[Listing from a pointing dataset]
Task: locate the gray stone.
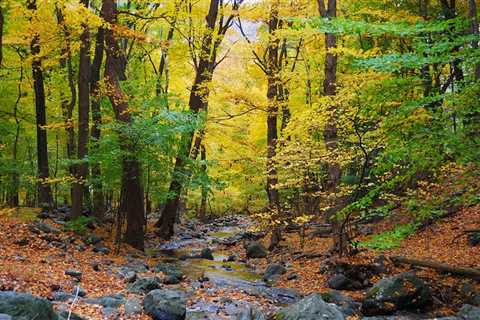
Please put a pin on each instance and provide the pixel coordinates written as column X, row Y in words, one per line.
column 311, row 308
column 165, row 305
column 206, row 254
column 133, row 306
column 22, row 306
column 403, row 291
column 144, row 285
column 255, row 250
column 469, row 312
column 250, row 314
column 74, row 273
column 107, row 301
column 274, row 271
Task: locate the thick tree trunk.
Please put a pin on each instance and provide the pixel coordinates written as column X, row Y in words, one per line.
column 198, row 102
column 132, row 201
column 44, row 190
column 83, row 119
column 98, row 196
column 274, row 97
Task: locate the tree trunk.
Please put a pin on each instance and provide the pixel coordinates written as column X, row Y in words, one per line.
column 472, row 13
column 14, row 197
column 198, row 102
column 68, row 105
column 44, row 190
column 83, row 119
column 202, row 211
column 132, row 201
column 96, row 173
column 330, row 133
column 1, row 35
column 273, row 96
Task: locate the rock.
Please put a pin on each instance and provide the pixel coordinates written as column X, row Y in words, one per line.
column 112, row 302
column 255, row 250
column 133, row 306
column 61, row 296
column 22, row 306
column 342, row 282
column 469, row 312
column 347, row 305
column 311, row 308
column 81, row 292
column 165, row 305
column 144, row 285
column 100, row 248
column 470, row 295
column 206, row 254
column 403, row 291
column 172, row 273
column 64, row 316
column 292, row 276
column 22, row 242
column 74, row 273
column 92, row 239
column 250, row 314
column 273, row 271
column 474, row 238
column 42, row 227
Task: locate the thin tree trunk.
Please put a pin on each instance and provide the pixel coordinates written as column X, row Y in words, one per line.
column 330, row 133
column 131, row 177
column 472, row 13
column 14, row 198
column 98, row 196
column 2, row 20
column 44, row 190
column 273, row 96
column 83, row 119
column 68, row 105
column 202, row 211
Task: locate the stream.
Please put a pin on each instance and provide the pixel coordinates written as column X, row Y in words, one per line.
column 223, row 287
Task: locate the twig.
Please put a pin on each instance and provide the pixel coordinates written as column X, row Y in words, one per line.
column 73, row 302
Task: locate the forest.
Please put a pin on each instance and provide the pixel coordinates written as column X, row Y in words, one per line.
column 239, row 159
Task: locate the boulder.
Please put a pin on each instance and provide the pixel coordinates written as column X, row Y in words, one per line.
column 144, row 285
column 474, row 238
column 469, row 312
column 255, row 249
column 403, row 291
column 273, row 271
column 22, row 306
column 165, row 305
column 311, row 308
column 132, row 307
column 250, row 314
column 206, row 253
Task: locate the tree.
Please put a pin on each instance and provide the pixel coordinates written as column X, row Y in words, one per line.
column 132, row 188
column 83, row 118
column 44, row 190
column 205, row 63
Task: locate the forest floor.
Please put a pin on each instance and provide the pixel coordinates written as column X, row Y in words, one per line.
column 34, row 259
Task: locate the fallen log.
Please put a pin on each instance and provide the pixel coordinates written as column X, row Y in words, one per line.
column 442, row 267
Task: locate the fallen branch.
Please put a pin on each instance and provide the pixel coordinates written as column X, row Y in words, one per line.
column 442, row 267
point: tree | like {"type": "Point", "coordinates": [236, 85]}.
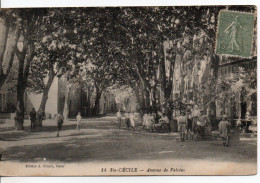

• [Goal of the exercise] Convert every line of the listing above into a numbered list, skipping blank lines and leaving out the picture lines.

• [In response]
1. Task: locate the gray stone.
2. Please put a pin on each instance and provide the pixel coordinates written as column X, row Y in words, one per line.
3. column 311, row 308
4. column 165, row 305
5. column 206, row 254
6. column 133, row 306
7. column 22, row 306
8. column 403, row 291
9. column 144, row 285
10. column 255, row 250
11. column 469, row 312
12. column 250, row 314
13. column 74, row 273
14. column 107, row 301
15. column 274, row 271
16. Task: locate the thick tree trunk.
17. Please put a pin on each instance and provide the pixel coordinates written as column X, row Y in words, one per line.
18. column 198, row 102
19. column 132, row 201
20. column 44, row 190
21. column 83, row 119
22. column 98, row 196
23. column 274, row 97
24. Task: locate the tree trunk.
25. Please put a pin on each instance and provide the pixel coordinates written as column X, row Y in words, one per line.
26. column 472, row 13
27. column 14, row 197
28. column 198, row 102
29. column 68, row 105
30. column 44, row 190
31. column 83, row 119
32. column 202, row 211
33. column 132, row 201
34. column 96, row 173
35. column 330, row 133
36. column 1, row 35
37. column 273, row 96
38. Task: locate the rock.
39. Please put a pin on each instance and provide the pixel coordinates written as column X, row Y in words, one per line.
40. column 112, row 302
41. column 255, row 250
42. column 133, row 306
43. column 61, row 296
44. column 22, row 306
45. column 342, row 282
46. column 469, row 312
47. column 347, row 305
48. column 311, row 308
49. column 81, row 292
50. column 165, row 305
51. column 144, row 285
52. column 100, row 248
53. column 470, row 295
54. column 206, row 254
55. column 403, row 291
56. column 172, row 273
57. column 64, row 316
58. column 292, row 276
59. column 22, row 242
60. column 74, row 273
61. column 92, row 239
62. column 250, row 314
63. column 273, row 271
64. column 474, row 238
65. column 42, row 227
66. Task: locate the thin tree trunk.
67. Please put a pin on each instance and provide the pixel coordinates written as column X, row Y in words, one per line.
68. column 330, row 133
69. column 131, row 177
70. column 472, row 13
71. column 14, row 198
72. column 98, row 196
73. column 2, row 20
74. column 44, row 190
75. column 273, row 96
76. column 83, row 119
77. column 68, row 105
78. column 202, row 211
79. Task: locate the stream.
80. Please put a pin on each instance and provide the pixel coordinates written as column X, row Y in words, one per line.
81. column 223, row 287
82. Task: locate the twig.
83. Please put a pin on each instance and provide the pixel coordinates written as column X, row Y in words, one per line.
84. column 73, row 302
85. Task: locate the forest.
86. Please put a pin on each instance and provide the pixel coordinates written as column X, row Y in words, one per line.
87. column 239, row 159
88. Task: locate the boulder.
89. Please put a pin on each instance and provide the pixel coordinates written as column X, row Y in words, one per line.
90. column 144, row 285
91. column 474, row 238
92. column 469, row 312
93. column 255, row 249
94. column 403, row 291
95. column 273, row 271
96. column 22, row 306
97. column 165, row 305
98. column 311, row 308
99. column 132, row 307
100. column 250, row 314
101. column 206, row 253
102. Task: locate the tree.
103. Please put a pin on each instance and provide the pixel coordinates written as column X, row Y in words, one per line.
104. column 132, row 188
105. column 83, row 118
106. column 44, row 190
107. column 205, row 63
108. Task: locate the forest floor.
109. Please put a pin on each instance and provide the pixel coordinates written as column X, row Y in words, one per line.
110. column 34, row 259
111. Task: locate the fallen log.
112. Please put a pin on each instance and provide the pixel coordinates written as column X, row Y in words, one per line.
113. column 442, row 267
114. Task: locate the fallen branch.
115. Please put a pin on each instance and provide the pixel coordinates written as column X, row Y in words, one per line.
116. column 442, row 267
117. point: tree | like {"type": "Point", "coordinates": [236, 85]}.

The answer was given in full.